■ PASSAGE GIVEN:
So, in today’s world, where does gold figure in the middle of all this? Let’s step back a little and look at the history of gold, and interesting one.
For centuries, for millennia, gold has stood for money in some way or the other. It has been the primary means of denoting value. We are here not talking about other commodities that have been used as money, such as animals, tobacco, or cowrie shells. Interestingly, as a sidelight, the word ‘pecuniary’, which relates to money, comes from the root ‘pashu’, meaning animal or cow.
The gold standard had been in currency in some form till a few decades ago. Initially, currency in the form of coins were issued in gold, silver or copper, with the value of the coin denoting the metal and the amount in the coin. Later, the gold standard came to be associated with paper money. In this case, people, rather than store their gold at home, deposited it with institutions, and were issued with currency notes. These currency notes were essentially promissory notes, with the issuer of the notes promising to pay the holder the equivalent amount in the form of money, or gold. In the case of central banks like the Reserve Bank of India, when it releases currency notes, the idea is that it is issuing these “promissory notes” against its stock of gold. When a central bank issues more notes than the value of gold it holds, this results in inflation, with the value of the currency note going down to the level where the total value of the circulating paper money equals the value of the gold the bank holds. Today, the gold standard is perhaps remembered by its absence.
Let us look at where gold might stand as an investment now. Even though people don’t look at gold actively as a means of investment, they still continue to buy the metal in the form of jewellery. This is true especially of India. This however, is not investing in the true sense because there is loss of value right through the process of acquiring or later selling this gold in the form of jewellery. Gold as investment would apply more to raw forms of the metal, in the form of coins, biscuits, or ingots.
In a stable and active economy, gold is going to appear somewhat comatose. But it also moves inversely to other more volatile avenues of investment. In that way, gold acts as a hedge. Whenever there is uncertainty people tend to flock to gold. So, when the stock market shows unsteady movement or when it falls, gold prices tend to move up. Similarly, when currency loses its value through inflation, gold firms up. In a scenario where currency devaluation is continuous and not an aberration, like it happened at different times in Brazil, Russia or Greece, gold becomes a way to maintain the value of one’s assets.
Gold also has sentimental value, similar to real estate. In the traditional world, people tend not to easily sell their gold, unlike, say, stocks or mutual funds, or closing their fixed deposits. They would rather pledge it and wait for the time when they can redeem it. In a weird way, this also helps people get through bad times – they will wait for things to go real bad before they part with their gold, meaning also that a holding in gold can help change people’s fiscal behaviour for the better!!
In today’s scenario, however, among the younger generation, this sentimental approach is seen increasingly less.

■ DATASET ROWS:
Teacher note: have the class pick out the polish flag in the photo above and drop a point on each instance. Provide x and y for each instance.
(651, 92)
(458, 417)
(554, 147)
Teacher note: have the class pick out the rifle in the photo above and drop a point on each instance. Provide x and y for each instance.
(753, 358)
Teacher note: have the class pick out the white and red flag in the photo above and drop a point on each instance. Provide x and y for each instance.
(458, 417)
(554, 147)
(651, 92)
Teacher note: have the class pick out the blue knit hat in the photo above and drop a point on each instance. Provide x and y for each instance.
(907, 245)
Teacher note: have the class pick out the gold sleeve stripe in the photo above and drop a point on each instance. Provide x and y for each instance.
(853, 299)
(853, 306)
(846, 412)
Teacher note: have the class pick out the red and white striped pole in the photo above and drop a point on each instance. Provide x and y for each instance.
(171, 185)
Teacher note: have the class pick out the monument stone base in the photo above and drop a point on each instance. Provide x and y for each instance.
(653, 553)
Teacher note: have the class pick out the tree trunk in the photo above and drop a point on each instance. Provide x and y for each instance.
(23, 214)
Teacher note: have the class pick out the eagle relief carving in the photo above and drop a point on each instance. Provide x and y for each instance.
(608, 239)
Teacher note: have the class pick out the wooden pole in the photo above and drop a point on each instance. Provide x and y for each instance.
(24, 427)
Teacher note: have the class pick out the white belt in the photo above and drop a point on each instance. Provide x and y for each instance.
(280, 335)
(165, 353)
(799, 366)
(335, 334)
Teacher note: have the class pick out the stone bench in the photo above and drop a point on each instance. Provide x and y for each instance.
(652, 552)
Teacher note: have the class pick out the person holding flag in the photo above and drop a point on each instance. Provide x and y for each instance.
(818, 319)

---

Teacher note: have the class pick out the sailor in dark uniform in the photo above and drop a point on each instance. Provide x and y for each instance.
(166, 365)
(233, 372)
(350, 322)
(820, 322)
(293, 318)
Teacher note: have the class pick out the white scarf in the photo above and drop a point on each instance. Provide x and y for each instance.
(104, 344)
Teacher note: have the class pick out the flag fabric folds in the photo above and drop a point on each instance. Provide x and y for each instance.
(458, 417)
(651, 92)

■ REQUIREMENT 1: In the passage on gold, shorten the paragraph beginning "Let us look at where gold might stand as an investment now" while keeping its main facts.
■ REQUIREMENT 2: Count the lines of the records containing the string "pole", treating case as significant, and reply with only the number.
The gold passage and the records have nothing to do with each other.

■ TASK OUTPUT 1: People rarely treat gold as an active investment, yet they keep buying it as jewelry, especially in India. That is not true investing, since value is lost both in acquiring and later selling jewelry. Gold as an investment applies more to raw forms such as coins, biscuits, or ingots.

■ TASK OUTPUT 2: 2